== Material ==
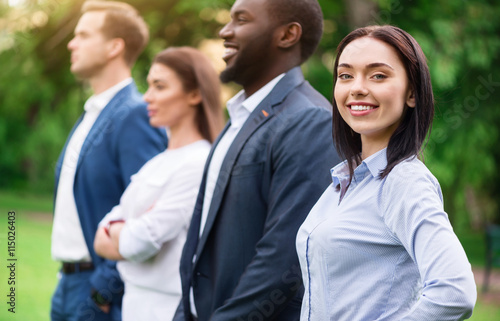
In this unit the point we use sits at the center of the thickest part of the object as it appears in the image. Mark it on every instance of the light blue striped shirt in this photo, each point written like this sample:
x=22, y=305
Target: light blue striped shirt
x=383, y=249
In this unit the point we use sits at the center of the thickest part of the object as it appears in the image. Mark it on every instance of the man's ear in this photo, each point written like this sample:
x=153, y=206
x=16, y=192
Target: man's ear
x=116, y=47
x=289, y=34
x=410, y=98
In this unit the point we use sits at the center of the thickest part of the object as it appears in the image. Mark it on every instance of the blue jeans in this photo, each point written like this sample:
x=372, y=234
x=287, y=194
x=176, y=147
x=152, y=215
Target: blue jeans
x=71, y=301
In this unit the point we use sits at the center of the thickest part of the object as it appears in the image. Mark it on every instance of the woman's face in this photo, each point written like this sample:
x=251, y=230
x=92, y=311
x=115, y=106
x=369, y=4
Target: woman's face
x=168, y=104
x=372, y=90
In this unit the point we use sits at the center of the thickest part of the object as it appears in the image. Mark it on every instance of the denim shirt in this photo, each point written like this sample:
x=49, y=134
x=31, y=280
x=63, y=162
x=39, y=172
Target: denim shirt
x=383, y=249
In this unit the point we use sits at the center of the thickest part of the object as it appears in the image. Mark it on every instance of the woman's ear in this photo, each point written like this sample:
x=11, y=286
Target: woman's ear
x=289, y=35
x=194, y=97
x=410, y=98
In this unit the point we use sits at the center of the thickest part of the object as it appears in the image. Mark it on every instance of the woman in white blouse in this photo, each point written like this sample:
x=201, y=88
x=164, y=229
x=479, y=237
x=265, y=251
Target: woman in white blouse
x=147, y=230
x=378, y=245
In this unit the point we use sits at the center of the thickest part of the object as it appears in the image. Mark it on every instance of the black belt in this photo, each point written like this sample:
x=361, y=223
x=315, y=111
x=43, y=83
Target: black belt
x=68, y=268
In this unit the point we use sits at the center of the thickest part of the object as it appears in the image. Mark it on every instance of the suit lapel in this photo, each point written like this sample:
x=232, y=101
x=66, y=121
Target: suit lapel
x=262, y=113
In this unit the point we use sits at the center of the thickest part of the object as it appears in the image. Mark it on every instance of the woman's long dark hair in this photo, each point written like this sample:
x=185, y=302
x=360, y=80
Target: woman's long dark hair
x=196, y=72
x=407, y=140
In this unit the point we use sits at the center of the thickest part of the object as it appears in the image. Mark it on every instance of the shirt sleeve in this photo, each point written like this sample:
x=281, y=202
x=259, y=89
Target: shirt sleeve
x=142, y=237
x=414, y=213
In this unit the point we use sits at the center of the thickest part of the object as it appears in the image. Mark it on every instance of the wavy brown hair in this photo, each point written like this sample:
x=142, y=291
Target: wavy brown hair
x=196, y=72
x=407, y=140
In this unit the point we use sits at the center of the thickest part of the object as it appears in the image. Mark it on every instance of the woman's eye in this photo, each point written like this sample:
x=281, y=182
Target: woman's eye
x=379, y=76
x=345, y=76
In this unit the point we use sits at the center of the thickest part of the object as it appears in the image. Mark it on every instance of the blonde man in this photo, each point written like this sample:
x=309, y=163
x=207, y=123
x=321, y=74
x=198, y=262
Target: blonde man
x=109, y=143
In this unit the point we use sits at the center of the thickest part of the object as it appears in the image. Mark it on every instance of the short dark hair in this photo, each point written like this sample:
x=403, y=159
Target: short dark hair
x=196, y=72
x=407, y=140
x=308, y=14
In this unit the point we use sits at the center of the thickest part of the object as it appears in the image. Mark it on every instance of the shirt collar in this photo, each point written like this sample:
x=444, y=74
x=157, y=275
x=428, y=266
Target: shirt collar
x=374, y=164
x=96, y=103
x=240, y=106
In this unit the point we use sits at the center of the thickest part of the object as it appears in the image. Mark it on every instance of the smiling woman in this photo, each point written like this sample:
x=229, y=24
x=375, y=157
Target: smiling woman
x=147, y=230
x=378, y=245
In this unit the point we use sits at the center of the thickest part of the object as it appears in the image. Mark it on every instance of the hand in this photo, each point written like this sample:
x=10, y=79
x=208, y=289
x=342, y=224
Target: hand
x=114, y=232
x=104, y=246
x=101, y=302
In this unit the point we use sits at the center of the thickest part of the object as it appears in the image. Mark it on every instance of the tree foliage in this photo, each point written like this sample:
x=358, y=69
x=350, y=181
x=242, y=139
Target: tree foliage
x=40, y=99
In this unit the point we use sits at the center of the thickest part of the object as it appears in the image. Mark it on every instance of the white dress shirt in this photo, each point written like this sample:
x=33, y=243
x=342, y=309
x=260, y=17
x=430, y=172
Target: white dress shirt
x=68, y=242
x=157, y=207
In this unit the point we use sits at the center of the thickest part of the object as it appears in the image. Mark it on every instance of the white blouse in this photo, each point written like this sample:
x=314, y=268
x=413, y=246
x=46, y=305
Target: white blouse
x=157, y=207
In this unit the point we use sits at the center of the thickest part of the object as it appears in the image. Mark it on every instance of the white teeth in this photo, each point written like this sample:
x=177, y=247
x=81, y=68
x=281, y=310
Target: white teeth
x=229, y=51
x=361, y=107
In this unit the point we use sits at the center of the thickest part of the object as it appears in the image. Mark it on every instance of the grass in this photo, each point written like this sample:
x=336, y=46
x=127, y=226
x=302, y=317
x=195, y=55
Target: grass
x=36, y=272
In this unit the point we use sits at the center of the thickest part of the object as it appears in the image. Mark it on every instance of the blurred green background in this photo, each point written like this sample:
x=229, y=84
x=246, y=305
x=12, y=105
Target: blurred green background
x=40, y=101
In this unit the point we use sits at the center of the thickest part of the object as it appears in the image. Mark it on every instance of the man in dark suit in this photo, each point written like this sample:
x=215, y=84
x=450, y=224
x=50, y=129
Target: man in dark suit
x=265, y=172
x=108, y=144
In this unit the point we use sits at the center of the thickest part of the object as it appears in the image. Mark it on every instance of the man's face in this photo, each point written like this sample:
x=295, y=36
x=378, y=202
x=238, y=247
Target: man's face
x=248, y=39
x=89, y=47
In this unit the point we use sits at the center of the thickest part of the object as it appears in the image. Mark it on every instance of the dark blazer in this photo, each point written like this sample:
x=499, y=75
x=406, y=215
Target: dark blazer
x=119, y=143
x=246, y=266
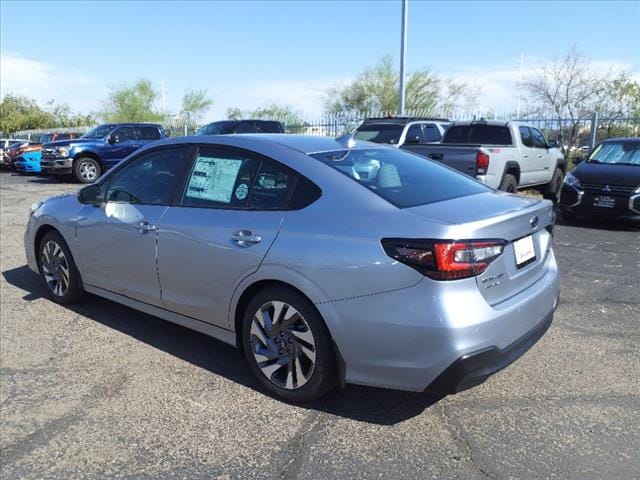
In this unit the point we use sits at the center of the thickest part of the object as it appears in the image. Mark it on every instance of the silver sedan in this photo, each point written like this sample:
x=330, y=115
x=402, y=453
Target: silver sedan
x=326, y=261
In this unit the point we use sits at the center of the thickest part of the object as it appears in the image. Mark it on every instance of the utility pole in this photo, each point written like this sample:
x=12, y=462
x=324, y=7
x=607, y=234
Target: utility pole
x=519, y=85
x=403, y=53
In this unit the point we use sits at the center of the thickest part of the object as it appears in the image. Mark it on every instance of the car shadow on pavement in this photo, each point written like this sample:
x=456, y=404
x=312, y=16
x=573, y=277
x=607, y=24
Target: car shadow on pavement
x=366, y=404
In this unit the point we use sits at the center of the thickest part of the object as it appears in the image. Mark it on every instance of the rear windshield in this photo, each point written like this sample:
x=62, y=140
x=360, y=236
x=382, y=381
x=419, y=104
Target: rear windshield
x=478, y=134
x=379, y=133
x=401, y=178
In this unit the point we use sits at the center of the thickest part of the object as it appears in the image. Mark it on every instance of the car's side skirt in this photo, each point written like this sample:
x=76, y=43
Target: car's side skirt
x=218, y=333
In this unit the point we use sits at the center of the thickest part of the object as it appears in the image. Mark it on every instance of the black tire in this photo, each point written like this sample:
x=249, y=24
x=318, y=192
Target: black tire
x=554, y=187
x=567, y=215
x=322, y=375
x=509, y=184
x=52, y=272
x=86, y=170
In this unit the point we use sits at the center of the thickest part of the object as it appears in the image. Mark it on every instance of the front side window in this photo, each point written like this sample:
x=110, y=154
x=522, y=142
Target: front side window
x=149, y=179
x=401, y=178
x=148, y=133
x=538, y=139
x=379, y=133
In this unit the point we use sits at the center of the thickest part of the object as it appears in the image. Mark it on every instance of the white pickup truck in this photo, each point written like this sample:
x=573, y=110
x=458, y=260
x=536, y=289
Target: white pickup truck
x=503, y=155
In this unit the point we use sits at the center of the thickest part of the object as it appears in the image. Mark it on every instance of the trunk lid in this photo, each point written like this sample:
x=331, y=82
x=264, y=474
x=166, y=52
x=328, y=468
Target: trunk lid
x=503, y=216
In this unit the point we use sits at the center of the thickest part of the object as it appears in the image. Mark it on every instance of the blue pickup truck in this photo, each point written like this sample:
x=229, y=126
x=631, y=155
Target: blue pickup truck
x=87, y=157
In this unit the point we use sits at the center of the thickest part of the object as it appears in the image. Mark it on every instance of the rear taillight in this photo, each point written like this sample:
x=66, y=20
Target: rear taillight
x=482, y=163
x=445, y=259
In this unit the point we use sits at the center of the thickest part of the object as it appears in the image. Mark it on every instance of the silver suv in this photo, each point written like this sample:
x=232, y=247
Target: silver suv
x=326, y=262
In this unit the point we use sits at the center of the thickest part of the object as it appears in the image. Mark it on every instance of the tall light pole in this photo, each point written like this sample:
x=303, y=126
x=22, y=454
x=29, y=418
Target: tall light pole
x=403, y=53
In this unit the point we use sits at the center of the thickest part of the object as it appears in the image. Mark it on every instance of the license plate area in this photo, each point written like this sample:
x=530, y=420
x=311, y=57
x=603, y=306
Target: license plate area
x=604, y=201
x=524, y=251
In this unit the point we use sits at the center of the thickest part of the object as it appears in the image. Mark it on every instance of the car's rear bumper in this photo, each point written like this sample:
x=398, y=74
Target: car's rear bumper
x=407, y=339
x=474, y=368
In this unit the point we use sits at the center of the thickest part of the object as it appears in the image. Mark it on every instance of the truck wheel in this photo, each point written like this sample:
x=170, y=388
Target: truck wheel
x=509, y=184
x=553, y=188
x=86, y=170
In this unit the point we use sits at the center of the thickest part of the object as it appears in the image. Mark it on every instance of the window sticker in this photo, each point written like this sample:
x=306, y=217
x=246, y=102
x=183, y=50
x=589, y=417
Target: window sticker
x=213, y=179
x=241, y=191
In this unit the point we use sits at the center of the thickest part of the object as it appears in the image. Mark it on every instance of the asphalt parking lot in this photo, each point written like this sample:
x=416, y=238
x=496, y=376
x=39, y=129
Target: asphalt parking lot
x=99, y=390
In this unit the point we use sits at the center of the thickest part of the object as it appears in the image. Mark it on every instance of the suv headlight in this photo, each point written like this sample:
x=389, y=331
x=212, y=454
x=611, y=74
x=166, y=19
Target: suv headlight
x=571, y=180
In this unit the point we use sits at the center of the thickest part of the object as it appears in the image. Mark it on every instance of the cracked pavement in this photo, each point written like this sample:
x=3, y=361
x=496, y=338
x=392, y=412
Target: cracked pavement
x=99, y=390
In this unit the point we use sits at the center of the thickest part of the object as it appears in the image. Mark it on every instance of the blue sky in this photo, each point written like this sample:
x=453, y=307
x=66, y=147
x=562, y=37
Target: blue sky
x=247, y=54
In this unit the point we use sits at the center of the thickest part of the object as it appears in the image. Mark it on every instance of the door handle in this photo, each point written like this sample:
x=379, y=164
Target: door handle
x=145, y=227
x=244, y=238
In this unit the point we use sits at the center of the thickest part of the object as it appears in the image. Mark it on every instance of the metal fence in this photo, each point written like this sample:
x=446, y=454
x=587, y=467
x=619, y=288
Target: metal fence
x=336, y=125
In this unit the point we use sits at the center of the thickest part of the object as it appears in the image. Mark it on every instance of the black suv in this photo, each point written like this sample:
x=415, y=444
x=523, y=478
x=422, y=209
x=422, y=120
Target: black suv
x=241, y=126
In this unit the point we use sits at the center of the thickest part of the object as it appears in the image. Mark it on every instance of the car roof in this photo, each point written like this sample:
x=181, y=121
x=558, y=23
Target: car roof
x=403, y=120
x=302, y=143
x=622, y=139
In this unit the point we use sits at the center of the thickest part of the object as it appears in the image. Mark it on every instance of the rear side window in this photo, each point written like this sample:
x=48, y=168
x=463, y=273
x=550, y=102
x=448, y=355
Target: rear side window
x=525, y=137
x=222, y=178
x=401, y=178
x=431, y=133
x=478, y=134
x=149, y=133
x=538, y=139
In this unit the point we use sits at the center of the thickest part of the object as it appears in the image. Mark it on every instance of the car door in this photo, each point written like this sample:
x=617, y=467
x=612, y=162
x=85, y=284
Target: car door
x=117, y=239
x=232, y=207
x=126, y=142
x=544, y=158
x=529, y=160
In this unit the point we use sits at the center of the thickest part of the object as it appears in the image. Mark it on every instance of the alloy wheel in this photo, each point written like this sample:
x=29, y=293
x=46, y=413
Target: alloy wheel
x=88, y=171
x=283, y=345
x=55, y=268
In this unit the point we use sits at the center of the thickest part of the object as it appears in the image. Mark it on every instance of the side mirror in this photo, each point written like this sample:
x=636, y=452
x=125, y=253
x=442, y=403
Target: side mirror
x=89, y=195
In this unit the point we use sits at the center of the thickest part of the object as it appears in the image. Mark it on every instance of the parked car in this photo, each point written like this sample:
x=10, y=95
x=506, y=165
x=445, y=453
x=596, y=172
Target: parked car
x=503, y=155
x=409, y=277
x=87, y=157
x=241, y=126
x=17, y=149
x=402, y=131
x=607, y=184
x=28, y=160
x=5, y=145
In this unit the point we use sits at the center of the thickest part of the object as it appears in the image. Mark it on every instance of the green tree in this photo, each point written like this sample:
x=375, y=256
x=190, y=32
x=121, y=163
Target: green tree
x=375, y=90
x=18, y=112
x=194, y=104
x=291, y=118
x=132, y=103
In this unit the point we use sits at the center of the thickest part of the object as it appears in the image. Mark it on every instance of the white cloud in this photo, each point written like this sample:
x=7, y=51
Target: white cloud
x=44, y=82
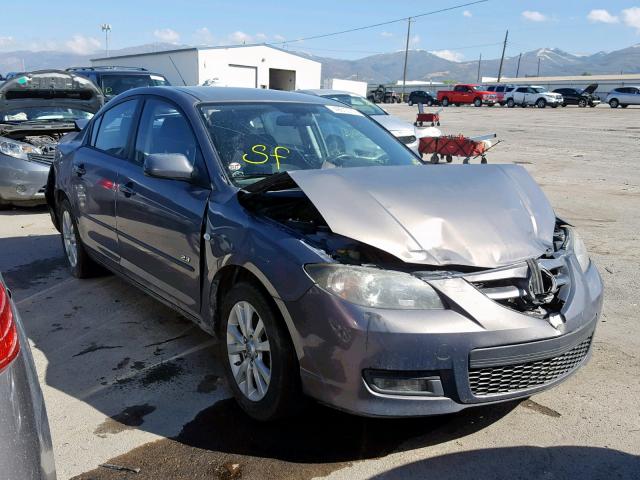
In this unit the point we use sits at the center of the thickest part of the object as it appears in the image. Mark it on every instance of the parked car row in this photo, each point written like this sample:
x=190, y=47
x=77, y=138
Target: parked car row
x=525, y=95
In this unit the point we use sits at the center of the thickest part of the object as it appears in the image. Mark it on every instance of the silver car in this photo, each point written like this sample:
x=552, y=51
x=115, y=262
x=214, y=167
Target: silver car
x=623, y=97
x=25, y=442
x=36, y=110
x=401, y=129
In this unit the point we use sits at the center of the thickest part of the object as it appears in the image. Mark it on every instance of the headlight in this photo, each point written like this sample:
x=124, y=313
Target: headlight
x=580, y=251
x=17, y=149
x=371, y=287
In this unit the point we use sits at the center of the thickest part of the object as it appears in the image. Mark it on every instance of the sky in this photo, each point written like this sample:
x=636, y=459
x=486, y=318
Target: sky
x=576, y=26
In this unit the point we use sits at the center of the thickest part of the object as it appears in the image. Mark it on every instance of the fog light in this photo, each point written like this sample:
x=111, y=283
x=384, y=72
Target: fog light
x=404, y=383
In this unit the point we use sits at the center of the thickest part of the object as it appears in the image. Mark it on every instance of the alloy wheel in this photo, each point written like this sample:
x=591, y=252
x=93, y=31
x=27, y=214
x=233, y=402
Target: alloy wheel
x=248, y=351
x=69, y=238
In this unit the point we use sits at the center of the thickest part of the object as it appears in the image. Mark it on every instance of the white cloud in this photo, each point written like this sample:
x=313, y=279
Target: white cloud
x=448, y=55
x=534, y=16
x=203, y=36
x=6, y=42
x=240, y=37
x=167, y=35
x=631, y=17
x=602, y=16
x=82, y=45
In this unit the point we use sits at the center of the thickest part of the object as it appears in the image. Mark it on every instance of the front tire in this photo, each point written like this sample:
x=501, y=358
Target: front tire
x=259, y=358
x=81, y=265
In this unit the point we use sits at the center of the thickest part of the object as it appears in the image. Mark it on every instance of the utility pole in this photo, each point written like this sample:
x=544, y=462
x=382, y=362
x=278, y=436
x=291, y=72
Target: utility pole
x=538, y=67
x=406, y=54
x=106, y=28
x=504, y=48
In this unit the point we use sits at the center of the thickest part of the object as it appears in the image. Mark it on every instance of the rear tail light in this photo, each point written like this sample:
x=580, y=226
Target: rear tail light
x=9, y=346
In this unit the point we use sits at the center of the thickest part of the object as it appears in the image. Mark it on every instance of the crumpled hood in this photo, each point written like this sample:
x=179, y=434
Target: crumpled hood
x=392, y=123
x=474, y=215
x=50, y=88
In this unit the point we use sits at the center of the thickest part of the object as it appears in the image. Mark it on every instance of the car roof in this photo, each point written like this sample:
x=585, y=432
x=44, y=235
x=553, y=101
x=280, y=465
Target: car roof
x=229, y=94
x=323, y=92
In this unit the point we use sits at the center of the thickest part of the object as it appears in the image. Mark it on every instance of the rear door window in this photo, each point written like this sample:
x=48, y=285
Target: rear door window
x=115, y=128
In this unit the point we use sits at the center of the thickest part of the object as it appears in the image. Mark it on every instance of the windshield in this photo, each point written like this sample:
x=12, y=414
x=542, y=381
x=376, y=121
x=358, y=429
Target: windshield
x=255, y=140
x=115, y=84
x=43, y=113
x=539, y=89
x=361, y=104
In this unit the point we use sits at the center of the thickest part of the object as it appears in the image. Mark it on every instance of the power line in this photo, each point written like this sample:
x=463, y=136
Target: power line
x=366, y=27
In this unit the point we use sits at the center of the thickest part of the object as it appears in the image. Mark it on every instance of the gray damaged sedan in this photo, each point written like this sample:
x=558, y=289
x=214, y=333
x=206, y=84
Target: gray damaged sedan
x=329, y=259
x=25, y=441
x=36, y=110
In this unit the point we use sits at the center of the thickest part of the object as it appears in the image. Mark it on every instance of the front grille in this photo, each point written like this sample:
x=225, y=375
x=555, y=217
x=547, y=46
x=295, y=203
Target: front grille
x=513, y=378
x=407, y=140
x=46, y=158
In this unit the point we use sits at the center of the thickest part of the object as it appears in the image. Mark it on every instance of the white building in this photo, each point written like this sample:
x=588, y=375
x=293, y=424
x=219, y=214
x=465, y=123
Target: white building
x=256, y=66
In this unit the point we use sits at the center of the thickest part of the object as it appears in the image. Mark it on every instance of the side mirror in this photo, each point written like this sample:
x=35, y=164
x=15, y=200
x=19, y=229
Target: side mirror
x=173, y=166
x=81, y=123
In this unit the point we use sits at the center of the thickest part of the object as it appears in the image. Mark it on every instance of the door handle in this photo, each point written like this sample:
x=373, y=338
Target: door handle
x=79, y=170
x=127, y=189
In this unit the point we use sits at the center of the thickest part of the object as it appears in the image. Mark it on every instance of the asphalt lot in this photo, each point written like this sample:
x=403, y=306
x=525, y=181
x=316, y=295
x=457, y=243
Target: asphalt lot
x=131, y=383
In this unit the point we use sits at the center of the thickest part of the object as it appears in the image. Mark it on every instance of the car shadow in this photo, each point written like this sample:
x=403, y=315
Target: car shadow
x=523, y=462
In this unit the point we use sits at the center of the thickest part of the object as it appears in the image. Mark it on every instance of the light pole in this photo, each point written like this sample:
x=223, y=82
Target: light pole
x=106, y=28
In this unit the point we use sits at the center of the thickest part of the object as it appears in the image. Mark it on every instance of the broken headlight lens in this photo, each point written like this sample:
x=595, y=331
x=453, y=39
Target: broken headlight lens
x=371, y=287
x=579, y=249
x=17, y=149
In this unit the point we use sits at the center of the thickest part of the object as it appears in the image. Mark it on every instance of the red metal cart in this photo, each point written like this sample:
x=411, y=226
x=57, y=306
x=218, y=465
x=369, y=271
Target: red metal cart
x=448, y=146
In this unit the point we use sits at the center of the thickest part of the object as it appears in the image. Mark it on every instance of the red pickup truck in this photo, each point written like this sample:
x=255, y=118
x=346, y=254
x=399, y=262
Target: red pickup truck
x=468, y=94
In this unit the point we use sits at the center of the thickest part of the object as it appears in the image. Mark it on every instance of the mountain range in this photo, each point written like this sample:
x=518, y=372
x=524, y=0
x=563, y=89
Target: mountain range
x=387, y=67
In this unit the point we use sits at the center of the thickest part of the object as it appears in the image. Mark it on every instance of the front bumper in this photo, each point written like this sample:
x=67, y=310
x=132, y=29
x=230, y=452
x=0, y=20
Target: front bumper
x=467, y=347
x=22, y=181
x=26, y=451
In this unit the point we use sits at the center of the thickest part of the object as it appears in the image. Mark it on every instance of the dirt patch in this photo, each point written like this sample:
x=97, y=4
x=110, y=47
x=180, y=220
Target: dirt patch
x=94, y=347
x=129, y=418
x=209, y=384
x=162, y=373
x=26, y=276
x=536, y=407
x=222, y=442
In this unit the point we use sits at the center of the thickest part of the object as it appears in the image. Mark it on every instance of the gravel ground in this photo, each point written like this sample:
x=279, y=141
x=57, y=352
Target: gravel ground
x=130, y=383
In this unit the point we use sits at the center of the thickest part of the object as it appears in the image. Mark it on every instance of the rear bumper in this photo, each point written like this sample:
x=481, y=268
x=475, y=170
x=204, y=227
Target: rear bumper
x=22, y=181
x=475, y=363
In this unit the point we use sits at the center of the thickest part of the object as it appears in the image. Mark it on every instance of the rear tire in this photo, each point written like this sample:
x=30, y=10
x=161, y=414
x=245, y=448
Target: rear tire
x=267, y=348
x=81, y=265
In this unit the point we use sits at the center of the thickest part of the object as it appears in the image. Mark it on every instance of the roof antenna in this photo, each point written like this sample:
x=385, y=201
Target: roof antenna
x=174, y=66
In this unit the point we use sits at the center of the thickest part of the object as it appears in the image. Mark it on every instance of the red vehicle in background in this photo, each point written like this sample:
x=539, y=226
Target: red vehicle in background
x=467, y=94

== Directive ==
Repeat, without changes, every line from the one that contains "of the dirt" through the final line of the data.

== Solution ==
In this unit the point we use sits at the center of the thickest part of the object as it appears in the image. Mark it on every instance of the dirt patch in this photo, each point written like this sample:
x=97, y=4
x=110, y=47
x=180, y=220
Target: dirt patch
x=94, y=347
x=129, y=418
x=209, y=384
x=162, y=373
x=26, y=276
x=536, y=407
x=222, y=442
In this unit the point we use sits at the center of the thickest part of the object as it appears in the image. Mark it on every instance of the gravel ground in this photo, each point written like this sample:
x=279, y=141
x=57, y=352
Target: gravel ground
x=130, y=383
In this unit the point we use sits at the center of the thickest part of the object as it appears in the image. Mark it on every instance of the rear bumper in this photo, each point written like this sample:
x=481, y=268
x=475, y=170
x=204, y=227
Target: rear bumper
x=22, y=181
x=475, y=363
In this unit the point we use sits at the center of the thickest part of the object as it appears in the image. Mark it on every instance of the rear tire in this photo, each point written like this sample:
x=30, y=10
x=161, y=414
x=245, y=448
Target: rear tire
x=267, y=348
x=81, y=265
In this unit the point we use sits at the center of the thickest part of the object as it appears in the image. Mark it on every instance of the roof antenna in this photo, each point written like this sample:
x=385, y=201
Target: roof antenna
x=174, y=66
In this unit the point we use sits at the center of the thickest part of the object as it appears in the image. Mark it on every instance of the red vehicle in background in this photo, each point written like this sample:
x=539, y=226
Target: red vehicle in background
x=467, y=94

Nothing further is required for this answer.